EXERCISE REQUIREMENTS: Restate the data below word for word. Leave the images out.

SOURCE INFORMATION:
----------------

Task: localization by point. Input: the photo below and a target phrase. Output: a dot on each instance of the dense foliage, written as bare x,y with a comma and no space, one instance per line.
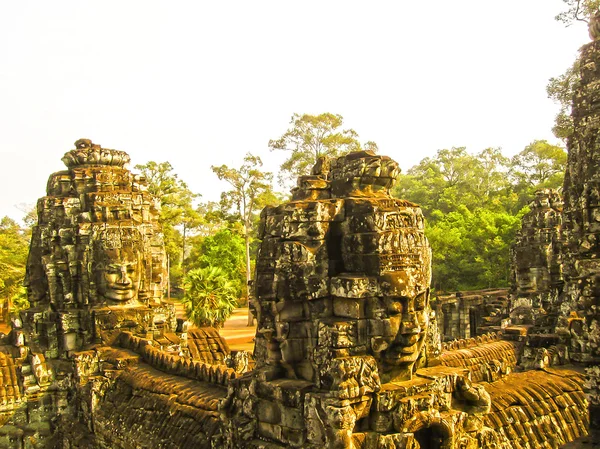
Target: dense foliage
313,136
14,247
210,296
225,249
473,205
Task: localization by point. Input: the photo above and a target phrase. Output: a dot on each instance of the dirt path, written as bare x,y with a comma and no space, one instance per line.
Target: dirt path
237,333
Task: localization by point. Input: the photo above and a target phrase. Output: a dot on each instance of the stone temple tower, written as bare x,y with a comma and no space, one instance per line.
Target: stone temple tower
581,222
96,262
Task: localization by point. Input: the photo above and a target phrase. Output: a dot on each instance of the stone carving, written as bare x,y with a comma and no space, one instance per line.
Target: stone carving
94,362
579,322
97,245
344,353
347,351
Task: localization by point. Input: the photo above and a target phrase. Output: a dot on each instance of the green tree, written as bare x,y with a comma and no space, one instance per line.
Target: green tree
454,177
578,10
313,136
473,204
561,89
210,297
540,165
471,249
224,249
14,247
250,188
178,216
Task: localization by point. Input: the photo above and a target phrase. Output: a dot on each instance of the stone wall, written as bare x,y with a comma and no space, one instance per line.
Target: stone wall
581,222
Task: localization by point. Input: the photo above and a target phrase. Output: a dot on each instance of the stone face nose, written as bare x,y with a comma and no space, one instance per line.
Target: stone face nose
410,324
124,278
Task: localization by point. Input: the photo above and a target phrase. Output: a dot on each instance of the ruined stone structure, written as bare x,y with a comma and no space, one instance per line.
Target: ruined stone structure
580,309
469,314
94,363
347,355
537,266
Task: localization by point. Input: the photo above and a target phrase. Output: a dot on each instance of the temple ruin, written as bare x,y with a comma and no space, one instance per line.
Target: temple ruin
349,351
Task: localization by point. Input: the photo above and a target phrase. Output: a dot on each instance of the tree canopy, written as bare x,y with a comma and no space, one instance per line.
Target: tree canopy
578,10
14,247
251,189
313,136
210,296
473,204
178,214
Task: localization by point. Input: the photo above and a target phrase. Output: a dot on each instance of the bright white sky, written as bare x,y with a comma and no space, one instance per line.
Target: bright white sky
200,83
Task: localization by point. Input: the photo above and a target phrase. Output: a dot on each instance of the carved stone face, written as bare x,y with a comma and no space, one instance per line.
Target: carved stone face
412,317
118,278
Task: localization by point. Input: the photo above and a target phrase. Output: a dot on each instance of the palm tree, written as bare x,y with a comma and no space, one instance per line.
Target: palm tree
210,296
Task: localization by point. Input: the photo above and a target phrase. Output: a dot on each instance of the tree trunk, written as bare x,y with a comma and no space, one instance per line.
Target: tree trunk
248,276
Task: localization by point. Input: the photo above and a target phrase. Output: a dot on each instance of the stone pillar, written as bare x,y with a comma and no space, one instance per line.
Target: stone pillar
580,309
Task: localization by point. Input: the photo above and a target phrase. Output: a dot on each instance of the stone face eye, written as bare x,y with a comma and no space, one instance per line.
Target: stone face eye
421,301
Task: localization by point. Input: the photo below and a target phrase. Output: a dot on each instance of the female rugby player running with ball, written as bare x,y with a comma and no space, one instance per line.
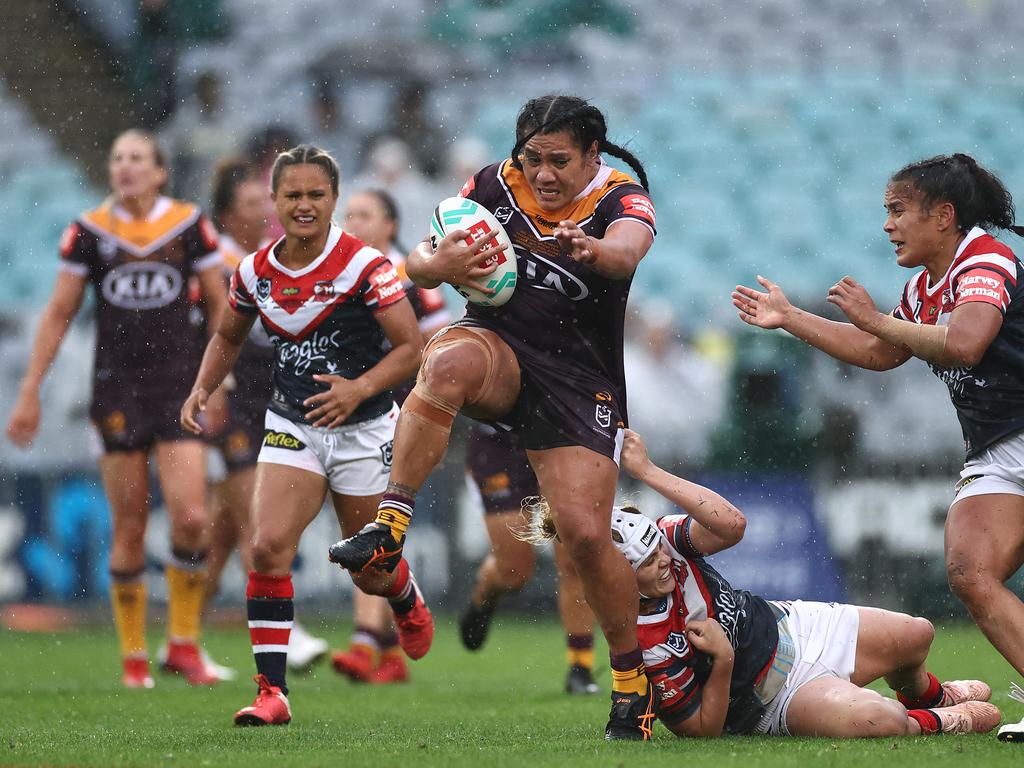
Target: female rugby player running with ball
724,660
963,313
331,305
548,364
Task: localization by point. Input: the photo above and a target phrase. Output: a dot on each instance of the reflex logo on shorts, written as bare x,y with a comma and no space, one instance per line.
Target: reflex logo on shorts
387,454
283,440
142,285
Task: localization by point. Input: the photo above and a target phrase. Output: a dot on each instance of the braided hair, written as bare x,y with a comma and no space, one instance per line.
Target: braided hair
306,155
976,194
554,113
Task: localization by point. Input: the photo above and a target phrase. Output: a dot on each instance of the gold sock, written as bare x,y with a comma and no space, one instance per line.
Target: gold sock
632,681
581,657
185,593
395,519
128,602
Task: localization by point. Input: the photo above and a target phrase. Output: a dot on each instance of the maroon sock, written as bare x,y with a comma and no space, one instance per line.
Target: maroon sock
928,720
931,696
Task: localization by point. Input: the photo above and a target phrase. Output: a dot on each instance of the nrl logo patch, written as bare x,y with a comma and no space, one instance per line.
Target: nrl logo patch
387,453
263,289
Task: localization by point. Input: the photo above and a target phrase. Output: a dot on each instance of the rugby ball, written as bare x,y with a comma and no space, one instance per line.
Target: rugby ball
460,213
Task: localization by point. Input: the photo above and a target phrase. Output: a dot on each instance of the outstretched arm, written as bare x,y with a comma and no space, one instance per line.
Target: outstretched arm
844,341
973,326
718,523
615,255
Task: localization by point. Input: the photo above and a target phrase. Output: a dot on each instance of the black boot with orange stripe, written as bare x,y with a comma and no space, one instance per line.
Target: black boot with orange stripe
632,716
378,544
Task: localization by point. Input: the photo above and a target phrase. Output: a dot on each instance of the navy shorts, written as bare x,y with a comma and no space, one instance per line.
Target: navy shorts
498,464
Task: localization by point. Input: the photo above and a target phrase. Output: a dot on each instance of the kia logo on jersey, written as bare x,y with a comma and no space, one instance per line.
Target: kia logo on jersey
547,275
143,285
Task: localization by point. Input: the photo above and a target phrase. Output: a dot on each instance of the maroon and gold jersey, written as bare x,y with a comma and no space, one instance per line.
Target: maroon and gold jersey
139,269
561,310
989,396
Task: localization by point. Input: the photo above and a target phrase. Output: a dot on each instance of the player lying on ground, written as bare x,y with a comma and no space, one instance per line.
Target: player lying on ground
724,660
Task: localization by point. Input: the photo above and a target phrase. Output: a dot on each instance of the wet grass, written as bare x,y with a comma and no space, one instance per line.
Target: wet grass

----------------

WRITTEN SOLUTION:
Task: localization by point. Input: the photo below and a target phrase. Output: a dot on each instance of the dense foliage, written as bare x,y with a comma and no space, one instance per line.
Target: dense foliage
313,136
14,247
210,296
225,249
473,205
Task: localization by point. Input: the photo above and a target phrase. Output: a dot on each instance of the dirt path, written as bare x,y with a comma and no space, one instance per line.
Target: dirt path
237,333
Task: localization by point. Input: the photo above and a target phrase. Output: a dot on each instance of the stone temple tower, written as bare x,y with a comma and no space, one instance per line.
Target: stone temple tower
581,222
96,262
Task: localization by point. Input: the photo above and a target phrase. Output: a dot on each instance of the stone carving, written as bare x,y with a comma and no space, one instance per line.
Target: stone carving
94,362
579,322
97,245
344,353
347,351
Task: localization by point. Input: the photo above and a target phrase. Output: a dot on each instance of the green tree, written as bare x,y with a comma and no space, one instance per line.
Target: green tree
454,177
578,10
313,136
473,204
561,89
210,297
540,165
471,249
224,249
14,247
250,188
178,216
Task: localization by point. Input: the photo above and a target phrase. Output: a dot on each instance of the stone wall, written as bare x,y with a comma and no space, one instance per line.
Target: stone wall
581,222
Task: localization by point. Input: the photo above and a target phrase. Output: a dot on each instance of the stone face nose, written as bare x,y with a comma and no space, one instance per line.
Target: stone face nose
410,324
124,278
Task: localization by point. Input: the photo above and a target phrase. Output: a dot on each instance of the ruined stone structure, written as bare x,y with a comma and no space, one instance per line.
Target: ruined stone structure
580,309
469,314
94,363
347,355
537,266
Task: localization by point. Input: the photo above and a target phrase. Output: a dot on each instance of the temple ruin, written as bare x,y with a comma and no space, one instance per line.
Target: temple ruin
349,351
Task: localization by point. Input: the photo above and a target phrase. Output: a dot on each instance of the tree canopy, written as bare x,y with a comma and no space, one instance per line.
Target: tree canopy
578,10
14,247
251,189
313,136
210,296
473,204
178,214
Task: localization by point. Input: the photo above and a target phrase. Output: a dot on each instance of the bright white sky, written as bare x,y with a comma and no space, one instance per line.
Target: bright white sky
200,83
Task: localization by point. Input: the photo above and a target phrase. Output: a dot on each instance of the carved stone face, written as bare x,y with a comma and no space, one instance per line.
Target: carved stone face
412,317
118,278
Task: localization by point. Input: the photo above and a target phrase. Output: a dot on each instance of the palm tree, written as bare x,y with a comma and no space, one instance per line.
Target: palm tree
210,296
Task: localization by point. Input: the photo above and a target phrase. Output: a dot on each instance of the tree trunk, written as bare x,y with a comma and no space, one instance per line.
Target: tree trunk
248,276
Task: localization by point. Input: the photo above and a target phrase. Output: a dot on each instance of the stone pillar, written as bare x,y with a comma and no space, one instance per line.
Target: stone pillar
580,309
Task: localization by point. Input: the photo above and a target phrase. Output: a dot on each instance of the stone face eye, written as bare x,y with a comma and no space, one instance per line.
Target: stone face eye
421,301
Task: localization by point. Input: the photo below and a target phrase. Output: a dot on each instance of the female rugby player running with ball, written as bare x,y with a comma and no space, one instance per line.
Target: female rugby player running with ball
724,660
963,313
331,305
548,364
Task: localization by point. Input: the photo above and a target phrase. Output: a dot on each instance of the reflex logo on shorts, written as bare x,y with a comma and no space, one instance per line.
Target: reflex logo on shorts
387,454
283,440
142,285
Task: localization by point. Input: the photo above and a target phrase. Output: a dot on each instance of the braided hair, written as bare x,y with a comma and no space, one instance per line.
Target: braided hair
306,155
976,194
554,113
Task: localization by point. Input: the photo above and a target phrase. Output: a dot on each instance of the gold sock, written as bare x,y with a comma and no space, one instance per line.
Target: gold sock
632,681
581,657
185,593
395,519
128,602
Task: localization by point. Input: the photo above and a target phrase. Output: a dot on each instance of the maroon sock, written as bare x,y with a comma and no space, one instance per line.
Target: maroon sock
928,720
931,696
Task: localization by point. Input: the photo above and a target phrase. Output: a dot on each instance of the nrl logo patch, written as bare x,y with a comma and no space, one instance per line.
Target: nrl logo patch
387,453
263,289
Task: localization by point. Input: the photo above and a target phrase. Output: a dot on each instance of the rugby ball, written as bare x,y with a comma and no space, one instance per line.
Target: rugby ball
460,213
Task: localization by point. Input: the photo above and a target phrase. Output: a dot on each instance of the outstretched arm, written as bare x,y with a comma and no space, one instance per line.
Target: outstretched arm
844,341
973,326
718,523
615,255
Task: localization by point. Input: the photo above and a target phrase. Output: a dot on each instance of the black boot with orange stripe, written as bare x,y with a comma and no space, one instance per line.
Target: black boot with orange stripe
632,716
378,544
Task: localization by point. Input: the photo above and a target phrase. Output: a dot on each instance of the navy shorts, written as bare x,y with a comma and no space, one instance per line.
Target: navy shorts
498,464
Task: localization by point. Input: the photo above and a target phrase. Output: a dot on each instance of the kia logo on jersey, written as bare x,y with a comma and no space, one instance per line.
Target: kia logo on jersey
547,275
143,285
Task: localization by point. Input: the photo above and a target phrase. Output: a dot on each instance of the maroon and gold jersey, written as bare x,y with a comma and no space, one instance per line.
Target: maroon and gold jersey
139,269
561,310
989,396
Task: localization by point. Input: the photo above and a target phrase. Output: a dot on each instance of the player lying on ground, written as bare x,y with a comma and no space, one instance per line.
Target: player lying on ground
724,660
Task: localization by point. Input: the photo above and a target phrase. Output: a dot on each instance of the wet grass, written as bare x,y with a comma and no space, one instance per line.
Target: wet grass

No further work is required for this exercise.